START Document passage
Abnormalities of the immune system, which usually detects and blocks aberrant growth, can lead to tumors. Other causes include tobacco, obesity, sedentary lifestyle, excessive alcohol consumption, radiation, genetic abnormalities, excessive sunlight exposure, benzene, and a number of other chemicals and toxins.
Tobacco causes more deaths from cancer than any other environmental agent.
Some tumors are more common in one sex than the other, some are more common among children or the elderly, and some vary with diet, environment, and genetic risk factors.
Symptoms depend on the type and location of the tumor. For example, lung tumors may cause coughing, shortness of breath, or chest pain, while tumors of the colon can cause weight loss, diarrhea, constipation, iron deficiency anemia, and blood in the stool. Some tumors produce no symptoms, but symptoms that often accompany tumors include:
- Night sweats
- Weight loss
- Loss of appetite
Signs and tests:
Like the symptoms, the signs of tumors vary based on their site and type. When a tumor is found, a biopsy is performed to determine if the tumor is benign or malignant. Depending on the location of the tumor, the biopsy may be a simple procedure or a serious operation. Most patients with tumors undergo CT scans or MRI to determine the exact location of the tumor and its extent. More recently, positron emission tomography (PET) scans have been used to visualize certain tumors types.
END Document passage
START Supplied entries
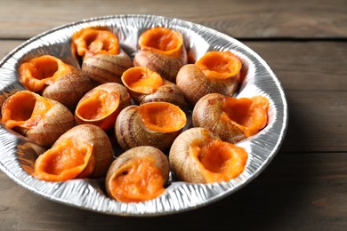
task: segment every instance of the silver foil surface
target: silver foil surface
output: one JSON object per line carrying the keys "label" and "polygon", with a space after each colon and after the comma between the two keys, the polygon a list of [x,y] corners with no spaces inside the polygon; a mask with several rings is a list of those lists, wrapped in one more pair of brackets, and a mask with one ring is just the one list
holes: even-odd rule
{"label": "silver foil surface", "polygon": [[[246,78],[235,94],[238,98],[264,95],[270,100],[269,123],[258,134],[237,146],[248,152],[245,171],[230,181],[190,184],[172,178],[159,197],[125,203],[110,199],[104,190],[104,179],[72,179],[46,182],[30,173],[44,148],[20,134],[0,126],[0,169],[23,187],[44,198],[97,212],[123,216],[159,216],[196,209],[230,195],[256,178],[278,153],[288,120],[287,104],[281,84],[268,64],[238,40],[201,25],[178,19],[152,15],[115,15],[87,19],[44,32],[25,42],[0,62],[0,93],[24,90],[18,80],[18,64],[23,59],[43,54],[54,55],[79,67],[71,53],[71,36],[84,28],[107,27],[118,36],[121,47],[133,58],[139,36],[149,28],[165,27],[181,32],[190,57],[198,60],[207,51],[230,51],[243,63]],[[118,150],[119,151],[119,150]]]}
END Supplied entries
Exercise tasks -
1/ Translate this sentence from the tumor passage into Spanish: "Tobacco causes more deaths from cancer than any other environmental agent."
2/ According to the tumor passage, what symptoms can tumors of the colon cause? List them all.
The lines have no connection to the tumor passage.

Exercise responses -
1/ El tabaco causa más muertes por cáncer que cualquier otro agente ambiental.

2/
- Weight loss
- Diarrhea
- Constipation
- Iron deficiency anemia
- Blood in the stool